→ Data for this exercise

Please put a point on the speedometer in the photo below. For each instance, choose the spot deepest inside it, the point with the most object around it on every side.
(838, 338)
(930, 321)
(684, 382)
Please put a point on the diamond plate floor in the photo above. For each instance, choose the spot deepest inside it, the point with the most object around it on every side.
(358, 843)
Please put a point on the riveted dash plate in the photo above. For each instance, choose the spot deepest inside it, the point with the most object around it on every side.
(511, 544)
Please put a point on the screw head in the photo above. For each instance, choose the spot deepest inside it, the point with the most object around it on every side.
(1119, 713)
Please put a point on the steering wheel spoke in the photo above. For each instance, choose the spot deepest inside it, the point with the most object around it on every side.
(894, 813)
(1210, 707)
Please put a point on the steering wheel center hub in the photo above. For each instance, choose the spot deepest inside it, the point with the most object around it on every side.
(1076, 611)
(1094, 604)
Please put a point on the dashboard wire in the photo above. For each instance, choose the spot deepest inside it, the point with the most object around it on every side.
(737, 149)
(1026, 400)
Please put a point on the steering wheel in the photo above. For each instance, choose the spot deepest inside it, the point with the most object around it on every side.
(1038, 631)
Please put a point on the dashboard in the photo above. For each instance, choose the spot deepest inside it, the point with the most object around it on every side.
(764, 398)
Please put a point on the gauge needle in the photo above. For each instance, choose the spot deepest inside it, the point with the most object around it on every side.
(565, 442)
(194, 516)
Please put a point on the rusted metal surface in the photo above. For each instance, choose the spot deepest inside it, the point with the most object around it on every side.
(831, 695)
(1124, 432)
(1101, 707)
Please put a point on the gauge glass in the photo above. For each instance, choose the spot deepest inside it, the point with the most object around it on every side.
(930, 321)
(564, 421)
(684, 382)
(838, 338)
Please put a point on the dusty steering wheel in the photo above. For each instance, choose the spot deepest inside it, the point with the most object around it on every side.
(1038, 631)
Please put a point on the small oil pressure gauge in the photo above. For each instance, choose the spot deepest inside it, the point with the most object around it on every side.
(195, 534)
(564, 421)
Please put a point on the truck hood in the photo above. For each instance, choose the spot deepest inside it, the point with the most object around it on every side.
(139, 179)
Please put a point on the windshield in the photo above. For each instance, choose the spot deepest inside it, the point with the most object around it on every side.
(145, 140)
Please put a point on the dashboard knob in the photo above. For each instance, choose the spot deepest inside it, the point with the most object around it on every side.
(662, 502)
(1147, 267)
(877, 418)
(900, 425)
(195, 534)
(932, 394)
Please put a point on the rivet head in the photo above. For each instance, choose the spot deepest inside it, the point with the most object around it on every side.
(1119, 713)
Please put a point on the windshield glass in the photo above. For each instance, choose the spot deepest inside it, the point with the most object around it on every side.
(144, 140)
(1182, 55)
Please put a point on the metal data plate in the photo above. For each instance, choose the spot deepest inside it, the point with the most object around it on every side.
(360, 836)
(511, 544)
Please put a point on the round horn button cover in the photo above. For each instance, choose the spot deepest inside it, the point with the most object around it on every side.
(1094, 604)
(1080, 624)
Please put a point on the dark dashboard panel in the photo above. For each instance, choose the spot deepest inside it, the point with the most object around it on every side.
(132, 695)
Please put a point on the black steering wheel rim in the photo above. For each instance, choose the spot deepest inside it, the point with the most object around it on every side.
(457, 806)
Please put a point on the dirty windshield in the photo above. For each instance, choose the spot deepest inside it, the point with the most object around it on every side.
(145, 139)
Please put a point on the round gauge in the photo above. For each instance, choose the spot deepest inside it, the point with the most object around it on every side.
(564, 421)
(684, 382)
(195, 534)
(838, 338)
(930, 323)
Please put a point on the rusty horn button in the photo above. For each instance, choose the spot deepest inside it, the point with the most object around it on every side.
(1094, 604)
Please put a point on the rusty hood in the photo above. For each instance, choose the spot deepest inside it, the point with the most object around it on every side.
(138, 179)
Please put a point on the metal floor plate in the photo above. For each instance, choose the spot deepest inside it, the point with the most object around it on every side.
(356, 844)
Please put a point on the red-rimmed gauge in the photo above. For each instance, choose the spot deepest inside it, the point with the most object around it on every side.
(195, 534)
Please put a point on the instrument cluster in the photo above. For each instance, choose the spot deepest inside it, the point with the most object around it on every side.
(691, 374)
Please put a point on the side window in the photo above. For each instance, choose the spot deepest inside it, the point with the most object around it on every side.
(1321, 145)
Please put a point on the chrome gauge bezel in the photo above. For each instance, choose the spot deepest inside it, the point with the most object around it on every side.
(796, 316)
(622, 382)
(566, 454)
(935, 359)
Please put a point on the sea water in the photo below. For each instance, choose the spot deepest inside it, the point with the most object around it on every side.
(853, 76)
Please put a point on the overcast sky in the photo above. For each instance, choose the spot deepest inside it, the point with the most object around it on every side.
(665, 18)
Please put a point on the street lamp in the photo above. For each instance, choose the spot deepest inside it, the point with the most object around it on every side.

→ Task brief
Output the material above exactly. Omit nothing.

→ Result below
Please put a point on the speedometer in the photo below. For each instance, choose the spot deepest inside it, the point with the most object around it on every side.
(838, 338)
(930, 321)
(684, 382)
Please put a point on the diamond plate floor in the photo above. For each instance, choose the spot deepest inside it, the point with the most object around it on every side.
(358, 843)
Please put a point on the riveted dash plate in the photo above. For each instance, choose the spot deepest inside it, the point with the most object around it on every side.
(511, 544)
Please put a point on the screw head in the photo above. For each instance, choose the spot deepest inside it, the point with the most object around it on every side.
(1119, 713)
Please put a point on the steering wheel spoke in the photo above. For each instance, choose the spot deepest inside it, the point with the most object around it on every side.
(894, 813)
(1210, 707)
Please put a point on the steering wheel center hub in the photo above. For each instance, choose the spot deepest inside it, the point with the most object around it on every side.
(1076, 611)
(1094, 604)
Please put a point on the dashboard wire in the photo above. For each instance, choose the spot deepest inside it, the point with the most object around it on every side.
(737, 149)
(1026, 400)
Please put a point on the steering wheel in the photo above. For each instance, choose the spot deepest inside it, the point with the most object around it on every side.
(1038, 631)
Please put a point on the dashboard in the photo above. For each instance, choose the spot deepest inside it, the point with the most object around it on every side.
(764, 398)
Please put a point on the gauge needle in the photo above. For each instance, choose the spot deepest inside it, the point with the most object around it on every side.
(565, 442)
(194, 516)
Please put a point on the rusted metal surface in the photo above. For each instance, choose the spot deepest inside it, the point with the most object around it on every side.
(831, 695)
(1124, 432)
(1101, 707)
Please put a point on the gauge glass in the photo above. For each instance, choose the spot deepest inside it, the point with the most object around it on every side.
(930, 321)
(564, 421)
(684, 382)
(838, 338)
Please put a point on the dusty steering wheel in the photo above. For each instance, choose the spot deepest inside it, the point with the most object around it on every side.
(1038, 631)
Please put a point on the small oil pressure gauge in the photo above. For each instance, choose the spot deepest inside it, the point with the most object around it on every side.
(195, 534)
(564, 421)
Please put a point on the truck hood in the photo above. For each instance, choose the spot deepest inside it, the point with the most object around it on every side.
(139, 179)
Please put a point on the windshield in the photo above. For each instance, choose the spot deepest inside it, the point with the most object around it on every side.
(145, 140)
Please put a point on the dashboard knob in the photo above. For each instance, choose the spot deepest inside it, the point with the most object around it on every side.
(662, 502)
(1147, 267)
(877, 418)
(900, 425)
(195, 534)
(932, 394)
Please put a point on the rivet head in the photo above. For each instance, choose the spot deepest inside it, the point with the most object around it on every side.
(1119, 713)
Please put a point on the windshield glass in the photo above. For each instance, choose the spot deepest inside it, the point with the most object around it on every side.
(144, 140)
(1182, 55)
Please put a point on the metal data plate in the photo above. For each instance, choose the spot deepest inside it, the point with the most object around it on every side.
(360, 836)
(511, 544)
Please put a point on the round horn button cover in the photo above. For each instance, choose the spot deepest inside it, the point with the most object around it on every side.
(1094, 604)
(1080, 624)
Please put a point on the dark dashboard panel in the photo above. For each instance, choose the spot deepest inside it, the point with the most object around it on every side.
(132, 695)
Please put a point on the black steering wheel rim in the photo above. For each instance, choose the spot deepest inside it, the point with the most object around it on every side.
(457, 806)
Please put a point on the dirty windshield in the photo above. For each instance, choose the spot deepest inside it, the point with the most object around it on every side.
(145, 139)
Please put a point on the round gauge in the photo above. For each instance, choose the spot deepest inside it, the point with the most object around it on every side.
(564, 421)
(684, 382)
(195, 534)
(838, 338)
(930, 323)
Please put a point on the rusty horn button in the photo above. For each instance, choose the spot deepest inside it, the point with the most object around it on every side.
(1094, 604)
Please put a point on the rusty hood in the photo above. For each instance, choose the spot deepest inside it, the point with the most object around it on every side.
(138, 179)
Please put a point on the metal floor plate in the photo above. For each instance, choose the spot deepest inside it, the point with the most object around it on every side.
(356, 844)
Please put a point on the red-rimmed gauge in the photo above. For each instance, choose the spot deepest inside it, the point with the most object around it on every side.
(195, 534)
Please put a point on the instrument cluster in the photo above. For each instance, choose the spot deepest inside it, the point with the most object around it on every side.
(691, 374)
Please put a point on the side window in the photo above. For each instance, choose the spot deepest inside it, the point with the most object around it on every side.
(1321, 145)
Please put a point on the chrome gauge bezel in the photo above. For each instance, choose the spot deepest inside it, the point with the most object around it on every side.
(796, 316)
(622, 382)
(566, 454)
(935, 359)
Please put a point on the sea water in the photo below. For each instance, choose the spot deepest inside it, the point with the most object around it on every side.
(853, 76)
Please put a point on the overcast sky in the photo above. For each instance, choose the spot deepest inside it, the point with the most object around it on every side.
(665, 18)
Please put a point on the street lamp in the photo above. For each instance, choose the spot deepest inside it, the point with the most object around it on every side.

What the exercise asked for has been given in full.